- **EXERCISE 1**:
Using the article on Trump's election win and the UK, decide whether each statement agrees with it. Answer yes or no for (a) Trump and Starmer had dinner at Trump Tower in September, (b) Trump got on well with Theresa May, and (c) Number 10 only began preparing for the result after it came in, quoting the words that decide each one.
- **EXERCISE 2**:
Write the next part of the article on Trump's election win and the UK, picking up after its final sentence.

------ SOURCE TEXT

President Trump took the Electoral College, the popular vote, and the Senate.
The victory is hugely consequential - not just for a divided America that now has at its helm a president who ran a campaign that played on fear, economic and social insecurity and grievance - but for the UK and Europe too.
The US election has chosen a strongman leader for uncertain times and he enters the White House with a huge mandate. How he chooses to wield that power matters to us all.
For the Labour government, it will be a more trying diplomatic test than would have befallen a Conservative one.
Follow live updates - Trump wins US election
As Donald Trump noted when he and Sir Keir dined at Trump Tower in September ahead of the election, he and Starmer are not natural bedfellows.
"You're a liberal so we won't always agree," he reportedly told the UK prime minister over dinner. "But we can work together."
Sir Keir, a former human rights lawyer and a part of the sister party to the Democrats, and Donald Trump, a brash, deal-making billionaire businessman, are not an obvious match.
For Donald Trump, relationships matter. He hit it off with Boris Johnson but never really rubbed along with Theresa May.
Sir Keir's approach will be to keep calm and carry on. I'm told the PM is of the view that "it is not about what Trump says but what he does".
He is obviously not the preferred choice of the Labour leadership, but those in Number 10 are pragmatic and have been preparing for the outcome for some months.
"For us, there will always be areas of common interest than transcend party politics, as does the special relationship," one senior figure said.
"Our approach is that it's ultimately for the American people, and they have clearly chosen who they want to be president - and our responsibility is to make the relationship work in the UK national interest.

------------
------ RECORD EXTRACTS

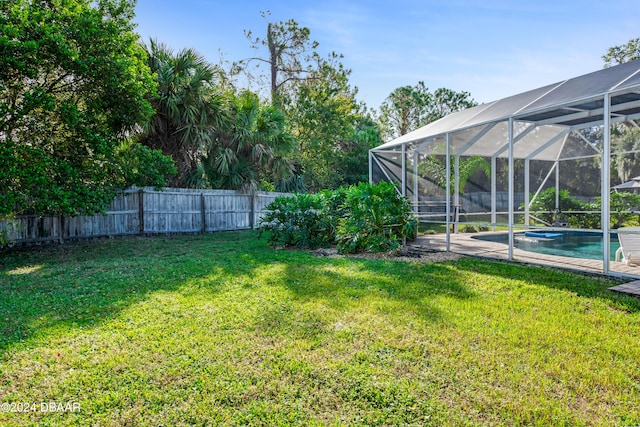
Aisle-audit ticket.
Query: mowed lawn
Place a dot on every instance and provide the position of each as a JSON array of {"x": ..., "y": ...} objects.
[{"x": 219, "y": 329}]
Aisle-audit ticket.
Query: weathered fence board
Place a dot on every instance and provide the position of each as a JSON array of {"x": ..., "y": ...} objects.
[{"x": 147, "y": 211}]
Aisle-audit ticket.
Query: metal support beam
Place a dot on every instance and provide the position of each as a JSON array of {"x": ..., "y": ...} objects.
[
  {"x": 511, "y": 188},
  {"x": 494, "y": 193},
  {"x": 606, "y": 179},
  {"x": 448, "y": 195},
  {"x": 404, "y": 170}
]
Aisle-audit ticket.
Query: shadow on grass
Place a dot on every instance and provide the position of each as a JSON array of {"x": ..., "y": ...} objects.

------------

- **REPLY 1**:
(a) Yes: "he and Sir Keir dined at Trump Tower in September ahead of the election"
(b) No: "never really rubbed along with Theresa May"
(c) No: "have been preparing for the outcome for some months"

- **REPLY 2**:
"That's why the PM took time to have dinner with President Trump in September - and that was a very successful evening. It's fortuitous to have that time so we are not starting from scratch."
There have already been moments of possible tension that the prime minister has brushed off as inconsequential, aware that it is unwise to poke the bear.
When, on our way to the Commonwealth summit in Samoa, Trump's election team filed a complaint against Labour, accusing it of "blatant foreign interference" in the US election in aid of the Harris campaign.
This came after media reports about contact between Number 10 operatives and the Harris team and apparent volunteering efforts.
Sir Keir calmly brushed aside concerns and refused to rise to the bait - despite some of his most senior staff being personally targeted in the Trump complaint.
Meanwhile, David Lammy, the foreign secretary, has spent a good portion of his time in recent months with Republicans - with his supporters insisting the ground work has "paid off".
"They know him now and he has good relations with JD Vance," one supporter said.
I'm also told that past sharp criticisms of President Trump by Mr Lammy - he once called Trump a "neo-Nazi sociopath" - are long forgotten.
"He won't hold a grudge if you treat him with respect when he's in office," insisted one insider.
The coming months will see whether that proves true, but government insiders point out to me that the reason Sir Keir took Mr Lammy to the Trump dinner in New York was to test the water.
"It was a successful evening. If there had been an issue, President Trump would have said something," one said.
Sir Keir ever pragmatic, the mood more widely in government was pretty flat on Wednesday, as London woke up to the Trump win.
Many Labour staffers had gone over to support the Harris campaign, other members of the Starmer team had attended the Democratic convention in a time-honoured tradition of these two sister parties.
This was a government that had wanted a Democrat win.
As one insider said to me on Wednesday morning: "I hoped right up to the last moment that he wouldn't win. But he has and here we are."
There is plenty of anxiety in the UK about what Trump 2.0 might mean.
For starters, he has threatened across-the-board trade tariffs on all trading partners of 10% to 20%, while floating special treatment for the US's chief rival China, with tariffs of up to 60%.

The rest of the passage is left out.